◆ Aim:
Transcribe all the records with complete accuracy.

◆ Entries shown:
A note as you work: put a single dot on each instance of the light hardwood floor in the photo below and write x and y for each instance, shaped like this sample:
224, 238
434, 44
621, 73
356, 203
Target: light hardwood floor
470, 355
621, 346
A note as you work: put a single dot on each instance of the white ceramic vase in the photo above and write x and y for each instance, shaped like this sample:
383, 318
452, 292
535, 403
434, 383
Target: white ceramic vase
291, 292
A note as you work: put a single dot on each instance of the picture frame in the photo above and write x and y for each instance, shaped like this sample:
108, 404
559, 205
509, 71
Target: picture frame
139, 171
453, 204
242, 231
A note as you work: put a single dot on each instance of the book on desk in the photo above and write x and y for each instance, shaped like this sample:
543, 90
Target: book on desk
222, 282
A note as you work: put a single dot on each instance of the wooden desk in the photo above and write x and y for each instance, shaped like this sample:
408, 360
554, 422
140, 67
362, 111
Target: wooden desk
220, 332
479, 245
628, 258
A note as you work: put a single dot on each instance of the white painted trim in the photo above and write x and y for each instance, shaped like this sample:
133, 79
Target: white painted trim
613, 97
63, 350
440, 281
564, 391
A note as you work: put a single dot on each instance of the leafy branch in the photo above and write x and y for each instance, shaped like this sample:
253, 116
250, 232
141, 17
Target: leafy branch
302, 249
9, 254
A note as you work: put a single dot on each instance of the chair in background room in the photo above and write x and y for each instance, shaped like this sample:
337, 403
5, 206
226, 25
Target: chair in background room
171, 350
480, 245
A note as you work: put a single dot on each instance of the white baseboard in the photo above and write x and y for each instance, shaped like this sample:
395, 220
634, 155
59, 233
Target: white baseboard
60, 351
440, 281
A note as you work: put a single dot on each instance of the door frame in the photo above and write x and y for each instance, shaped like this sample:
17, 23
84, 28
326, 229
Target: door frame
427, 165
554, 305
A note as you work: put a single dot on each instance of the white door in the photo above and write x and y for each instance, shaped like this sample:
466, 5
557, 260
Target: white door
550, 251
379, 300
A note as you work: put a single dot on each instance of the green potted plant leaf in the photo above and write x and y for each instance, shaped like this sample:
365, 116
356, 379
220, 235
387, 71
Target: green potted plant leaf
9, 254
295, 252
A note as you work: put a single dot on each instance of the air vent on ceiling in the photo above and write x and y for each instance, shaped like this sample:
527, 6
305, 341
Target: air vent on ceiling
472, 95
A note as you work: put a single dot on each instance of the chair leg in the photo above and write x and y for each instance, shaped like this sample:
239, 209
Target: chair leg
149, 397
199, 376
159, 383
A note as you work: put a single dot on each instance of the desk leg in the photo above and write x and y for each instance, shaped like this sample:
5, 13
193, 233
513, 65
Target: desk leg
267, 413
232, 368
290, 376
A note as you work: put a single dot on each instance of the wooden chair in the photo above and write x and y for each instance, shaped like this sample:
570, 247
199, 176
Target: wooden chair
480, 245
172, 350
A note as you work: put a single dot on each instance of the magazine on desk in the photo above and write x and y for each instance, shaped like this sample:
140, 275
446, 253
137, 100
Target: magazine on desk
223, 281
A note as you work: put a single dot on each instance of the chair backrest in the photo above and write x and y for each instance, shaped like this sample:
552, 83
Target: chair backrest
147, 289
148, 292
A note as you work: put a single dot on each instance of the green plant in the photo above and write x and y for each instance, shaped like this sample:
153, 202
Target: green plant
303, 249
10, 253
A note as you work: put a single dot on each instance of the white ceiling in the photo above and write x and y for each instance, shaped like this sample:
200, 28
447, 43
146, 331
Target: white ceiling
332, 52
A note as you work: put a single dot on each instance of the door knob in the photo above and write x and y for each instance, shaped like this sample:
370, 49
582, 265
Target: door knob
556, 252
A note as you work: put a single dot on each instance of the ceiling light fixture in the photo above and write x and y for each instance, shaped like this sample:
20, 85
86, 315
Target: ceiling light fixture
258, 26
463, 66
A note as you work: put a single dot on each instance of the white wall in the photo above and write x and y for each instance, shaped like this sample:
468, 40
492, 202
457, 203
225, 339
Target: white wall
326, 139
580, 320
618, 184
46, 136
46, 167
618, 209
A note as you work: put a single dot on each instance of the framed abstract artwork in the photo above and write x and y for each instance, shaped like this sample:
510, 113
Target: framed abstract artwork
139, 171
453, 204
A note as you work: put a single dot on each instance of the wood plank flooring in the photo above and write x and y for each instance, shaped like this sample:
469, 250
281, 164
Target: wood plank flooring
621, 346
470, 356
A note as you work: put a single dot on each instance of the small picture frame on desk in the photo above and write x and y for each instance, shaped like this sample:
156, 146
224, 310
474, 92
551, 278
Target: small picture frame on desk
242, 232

◆ Exercise result:
A note as you work: put a single dot on each instance of the light hardwood floor in the photo below and write x and y for each instance, shaped like this sample:
224, 238
434, 44
621, 73
356, 203
Target: light hardwood floor
470, 355
621, 346
A note as you work: put a single dot on each instance of the white ceramic vase in the photo above and write x and y for each instance, shaped like this sample:
383, 318
452, 292
535, 403
434, 383
Target: white ceramic vase
291, 292
A note as you work: put a single dot on each instance of the picture frame in the photo above and write x and y for each instance, shaped like this sample:
108, 404
559, 205
509, 71
Target: picture frame
139, 171
453, 204
242, 231
A note as you work: put a single dot on each instance of the book on desk in the photo above and write x and y for each instance, shaped like this sample:
543, 90
Target: book on desk
222, 282
A note as you work: put a single dot on each instance of the wooden desk in the photo above and write x and y for each instance, shaped like this sample:
408, 360
554, 422
140, 67
362, 111
Target: wooden desk
220, 332
479, 245
628, 258
A note as you work: put a single dot on each instance of the white painted trim in the photo above and write x and y for each instance, shaped like this sample:
133, 79
Target: white painted trim
613, 97
63, 350
440, 281
564, 391
A note as you work: put a single dot on each instance of the leafy branch in the photo above and write x and y for each instance, shaped like this sample:
253, 116
250, 232
141, 17
Target: leafy branch
302, 249
9, 254
A note as you work: put a single dot on each instance of the chair in background room in the photo above and write x and y for each instance, shaped like this sample:
337, 403
5, 206
226, 25
Target: chair in background room
171, 350
480, 245
A note as you work: put a single dot on each instance of the white baseboard in the photo above and write x and y for each instance, shaped like this sample:
395, 220
634, 155
59, 233
Target: white baseboard
60, 351
440, 281
A note as you work: put a single dot on each instance of the door frame in the photo above and write x and y for each instance, shaped like this sample:
17, 23
84, 28
326, 229
Target: door frame
427, 165
554, 305
A note as you work: put a single dot on each instance of the white door in the photo above and write x and y for each instance, shaped like this sample:
466, 5
557, 260
Target: white door
550, 251
379, 300
A note as you work: put a single dot on each instance of the green potted plant leaf in the photo above and write x and y for each instance, shaped like this sample:
365, 116
356, 379
220, 235
387, 71
Target: green potted plant leaf
9, 254
295, 252
A note as you work: put a single dot on each instance of the air vent on ceiling in the photo above and write x and y for each instance, shaped like this sample:
527, 6
305, 341
Target: air vent on ceiling
472, 95
A note as you work: put a single dot on each instance of the chair leg in the photo above and write x and y for each instance, shaped like this sample:
239, 209
Target: chair leg
149, 397
199, 376
159, 383
A note as you work: put a single dot on each instance of the desk leg in the photo above and write x and y for each instance, shaped like this sample:
5, 13
193, 233
513, 65
Target: desk leg
267, 413
232, 368
290, 376
A note as you work: put a single dot on each instance of the wooden chair in the photo above and write x and y for each instance, shaped like this sample:
570, 247
199, 176
Target: wooden chair
480, 245
172, 350
A note as you work: put a single dot on each instance of the magazine on desk in the photo above and write x and y for each instance, shaped like this sample:
140, 275
446, 253
137, 100
Target: magazine on desk
223, 281
A note as you work: put a single dot on each instance of the chair backrest in the photo above and write x and y for each instance, shaped like this sample:
552, 83
Target: chair backrest
147, 289
148, 292
A note as you work: put a single dot on each instance of the green plant in the photo above and write x and y for each instance, shaped like this sample:
153, 202
Target: green plant
303, 249
10, 253
A note as you work: put a single dot on each instance of the white ceiling in the photo above and write x and y for each instance, shaped like this sample:
200, 28
447, 43
146, 331
Target: white ceiling
332, 52
A note as you work: put a single dot on each instance of the door knob in the photo above and write x and y for each instance, shaped like this sample:
370, 49
582, 265
Target: door knob
556, 252
A note as you work: put a single dot on each instance of the ceiling light fixture in the photo above and write x and y for each instance, shaped like this sample:
20, 85
86, 315
Target: ceiling light fixture
258, 26
463, 66
A note as you work: put a single dot on each instance of the white wall in the photo above and write x and y for each instance, shaped like this sample:
468, 40
492, 202
457, 203
225, 339
Target: white wall
326, 139
580, 320
618, 184
46, 136
46, 167
618, 209
A note as you work: put a single dot on each instance of the framed abstract artwork in the photo above and write x and y for each instance, shaped like this sample:
510, 113
Target: framed abstract artwork
139, 171
453, 204
A note as you work: put a single dot on each instance of the wood plank flooring in the photo above and write x and y for each instance, shaped like this sample:
469, 250
281, 164
Target: wood plank flooring
621, 346
470, 356
A note as you work: put a single dot on each instance of the small picture frame on desk in the photo above and write x and y for each instance, shaped like this sample:
156, 146
224, 310
474, 92
551, 278
Target: small picture frame on desk
242, 232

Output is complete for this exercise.